▶ _SELECTED EXTRACT_:

To net it out, the last big TVIX run started at about 110,000 and then ran up to about 1,225,000 for a gain of about 1100% (an 11 bagger).  Obviously the collapse of a grand supercycle is going to be significantly bigger than a collapse of "just" super cycle degree.  How much more is the real question.

In order to see the full picture up to today, I added recent data to the above chart to achieve the following wave form and associated wave count.  It turns out to reveal something very interesting as you can see below.  Given that we know that 2009 was a major wave up, I have to assume that everything after that was part of a different motive wave down.

However, notice how long black 1 is.  I measured it against the next wave down and found that the next wave was shorter.  Then, the stuff following it was longer.  Thus I cannot assign the wave down which ended in Q3 2011 the designation of black 3 (3 of 5) here.  It must therefore be that we are really working on black 3 still (5 of 5 to be more specific) and that this 3rd wave is the extended wave.  With this idea, I added numbering for waves red 1-5 appear.  Lo and behold, wave red 5 that we are working on right now is about the same length as red 1 while red 3 is extended using blue 1-5.  This is very compelling evidence that we are working on black 3, and very near the end of it.

This additional information strongly suggests that we are really not at the very bottom of TVIX here but rather at the peak of wave 3 of the stock markets which will be followed by a nice a-b-c decline into wave 4 only to have a real subsequent 5th wave up probably in early-mid 2015.  This would, of course, confuse everyone and thus has higher odds of happening.

But now we at least know what to look for, don't we??  Now I want to circle back to the fact that the 11x bounce last time was not a vee wave.  By the guideline of alternation, the 4th wave bounce should thus be a vee wave characterized by rapid movement per unit time, not lollygagging about like wave 2 (2007-2009) did.
 
We should thus be looking for an a-b-c bounce which takes us roughly back up to the level of the prior 4th.  Well, the prior 4th was in June 2013 at about $39.  From the (current) low of 2.65 up to $39 would be 14.7x or nearly a 15 bagger.  This is nice but it is not 40x.  15x is not going to be the full payout for a grand supercycle collapse folks.  No way no how.

In any case, the approximate level of the prior 4th is one thing to look for.  But even more importantly we need to look for 3 waves back up consisting of 5-3-5 (a-b-c).  Once we see that, just get out because at the very best we will have to endure a large pullback into wave 4 of 1 up and at worst all of those gains will evaporate very quickly as TVIX finds a lower low (or a double bottom) into the real wave "black 5".

It all makes sense from a political perspective as well:
  • Yellen tries to rein in the excesses by completing the tapering and shutting down all of the other back door stimulus that they are not telling us about (do you really think they are telling us the full truth when their very lives could be on the line here???).  
  • Then the market throws a hissy fit tantrum and many scared sheeple clamor for the government to "do something".

▶ _LISTING_:

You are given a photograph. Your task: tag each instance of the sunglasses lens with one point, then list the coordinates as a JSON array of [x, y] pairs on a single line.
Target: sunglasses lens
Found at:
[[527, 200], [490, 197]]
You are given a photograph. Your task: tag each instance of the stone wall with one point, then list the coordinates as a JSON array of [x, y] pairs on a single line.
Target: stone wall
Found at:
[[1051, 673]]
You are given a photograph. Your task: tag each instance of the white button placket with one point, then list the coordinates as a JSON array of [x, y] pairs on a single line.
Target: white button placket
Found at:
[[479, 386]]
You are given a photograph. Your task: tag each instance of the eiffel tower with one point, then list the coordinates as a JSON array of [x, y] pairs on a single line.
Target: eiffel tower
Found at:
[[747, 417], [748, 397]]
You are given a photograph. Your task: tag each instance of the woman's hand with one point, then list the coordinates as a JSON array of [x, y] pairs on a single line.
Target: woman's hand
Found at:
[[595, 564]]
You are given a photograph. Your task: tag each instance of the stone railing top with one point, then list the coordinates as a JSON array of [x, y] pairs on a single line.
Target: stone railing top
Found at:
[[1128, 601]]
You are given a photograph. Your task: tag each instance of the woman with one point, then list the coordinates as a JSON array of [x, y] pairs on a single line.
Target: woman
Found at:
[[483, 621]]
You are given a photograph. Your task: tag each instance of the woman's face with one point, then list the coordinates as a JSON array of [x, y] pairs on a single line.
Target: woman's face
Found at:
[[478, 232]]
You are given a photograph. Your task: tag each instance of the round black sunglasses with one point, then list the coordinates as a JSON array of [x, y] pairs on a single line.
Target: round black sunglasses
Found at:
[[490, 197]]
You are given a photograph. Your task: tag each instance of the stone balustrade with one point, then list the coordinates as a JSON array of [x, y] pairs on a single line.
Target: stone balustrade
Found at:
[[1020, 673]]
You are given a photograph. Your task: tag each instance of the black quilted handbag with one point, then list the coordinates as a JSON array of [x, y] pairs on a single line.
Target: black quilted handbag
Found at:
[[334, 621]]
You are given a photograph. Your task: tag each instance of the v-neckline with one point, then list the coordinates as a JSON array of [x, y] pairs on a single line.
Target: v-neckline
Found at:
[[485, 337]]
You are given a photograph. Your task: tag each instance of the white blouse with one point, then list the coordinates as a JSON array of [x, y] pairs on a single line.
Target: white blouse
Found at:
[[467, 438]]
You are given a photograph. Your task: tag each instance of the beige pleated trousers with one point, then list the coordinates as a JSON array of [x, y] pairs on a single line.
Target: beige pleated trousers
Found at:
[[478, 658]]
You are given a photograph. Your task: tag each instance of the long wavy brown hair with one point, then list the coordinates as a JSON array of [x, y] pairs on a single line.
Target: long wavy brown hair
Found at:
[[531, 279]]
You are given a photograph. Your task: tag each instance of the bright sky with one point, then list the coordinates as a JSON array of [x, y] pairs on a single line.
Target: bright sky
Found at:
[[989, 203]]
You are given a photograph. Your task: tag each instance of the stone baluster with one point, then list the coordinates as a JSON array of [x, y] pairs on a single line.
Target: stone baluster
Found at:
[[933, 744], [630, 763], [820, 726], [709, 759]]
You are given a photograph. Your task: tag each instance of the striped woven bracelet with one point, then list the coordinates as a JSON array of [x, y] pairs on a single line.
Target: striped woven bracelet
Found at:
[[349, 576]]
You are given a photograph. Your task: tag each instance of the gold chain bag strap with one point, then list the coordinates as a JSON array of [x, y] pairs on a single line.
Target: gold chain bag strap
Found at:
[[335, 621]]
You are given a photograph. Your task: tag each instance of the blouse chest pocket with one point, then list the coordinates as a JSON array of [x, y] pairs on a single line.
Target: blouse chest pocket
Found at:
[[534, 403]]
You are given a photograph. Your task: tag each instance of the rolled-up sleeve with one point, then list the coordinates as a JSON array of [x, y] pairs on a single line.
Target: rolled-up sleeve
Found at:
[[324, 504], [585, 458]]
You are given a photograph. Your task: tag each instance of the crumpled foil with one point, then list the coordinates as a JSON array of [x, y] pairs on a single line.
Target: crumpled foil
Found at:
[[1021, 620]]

▶ _WHAT IS ASKED_:
a) Using the TVIX wave-count commentary, decide whether each statement agrees with it, answering yes or no and quoting the deciding words: (i) the prior 4th wave came in June 2013 at about $39; (ii) the wave after black 1 was measured as longer than black 1; (iii) the writer expects a real 5th wave up probably in early-mid 2015.
b) Transcribe everything in the TVIX wave-count commentary from "In order to" down to "motive wave down.".
c) Go on with the TVIX wave-count commentary, picking up after its final sentence.
The records play no part here.

▶ _ANSWERS TO THE EXERCISE_:
a)
(i) Yes: "the prior 4th was in June 2013 at about $39"
(ii) No: "found that the next wave was shorter"
(iii) Yes: "a real subsequent 5th wave up probably in early-mid 2015"

b)
In order to see the full picture up to today, I added recent data to the above chart to achieve the following wave form and associated wave count.  It turns out to reveal something very interesting as you can see below.  Given that we know that 2009 was a major wave up, I have to assume that everything after that was part of a different motive wave down.

c)
  • And so Yellen has to reinstate QE and then do a lot more on top of it in order to tempt the markets back into what will obviously be a situation of increasing risk.  Tempted by the additional free money, the market begins to head back in but at some point something happens (unintended consequences) and the whole thing begins to collapse anyway.  More stimulus leads to bigger losses as the law of diminishing returns kicks in.  I suspect that "unforeseeable" thing will be skyrocketing interest rates which begin to kill off the leveraged market participants.  At that point it becomes clear that Yellen really isn't in control of shit and the markets panic never to return to these levels again in our lifetimes. 
    • Sounds crazy, right?  Conspiratorial, loony, blah blah blah.  Time will tell but I know that this fake money system must at some point collapse.  That is math talking, not emotion.  There will come a global reset and much sooner than people believe is possible.

One more thing, and this is very important.  I have been lumping all of these artificial trading vehicles together under the term "ETF" out of convenience.  But the above chart calls TVIX an "ETN" and so I feel compelled to explain it once and to point out the implications.  This site does a good job of differentiating between ETFs and ETNs but as far as I am concerned there is really little difference.  Both are just promises to pay something.

The ETNs just tell you outright that they are debt based instruments even though the ETFs are also just promises (debt).  In any case, if the guarantor of this ETN debt, Barclay's bank, goes BK then you will get stiffed.  Theoretical performance of an ETF or ETN is meaningless if the entity which is on the hook to pay up if you win simply says "I am declaring BK; get in line with the rest of the creditors not only to try to claim your winnings but also to try to get your principle back".  Understand that this casino is fixed in the favor of the house.  As long as the Ponzi is running, they win and when it stops running, they don't lose.  They just flee the country and hope we don't track them down and string them up.  Literally.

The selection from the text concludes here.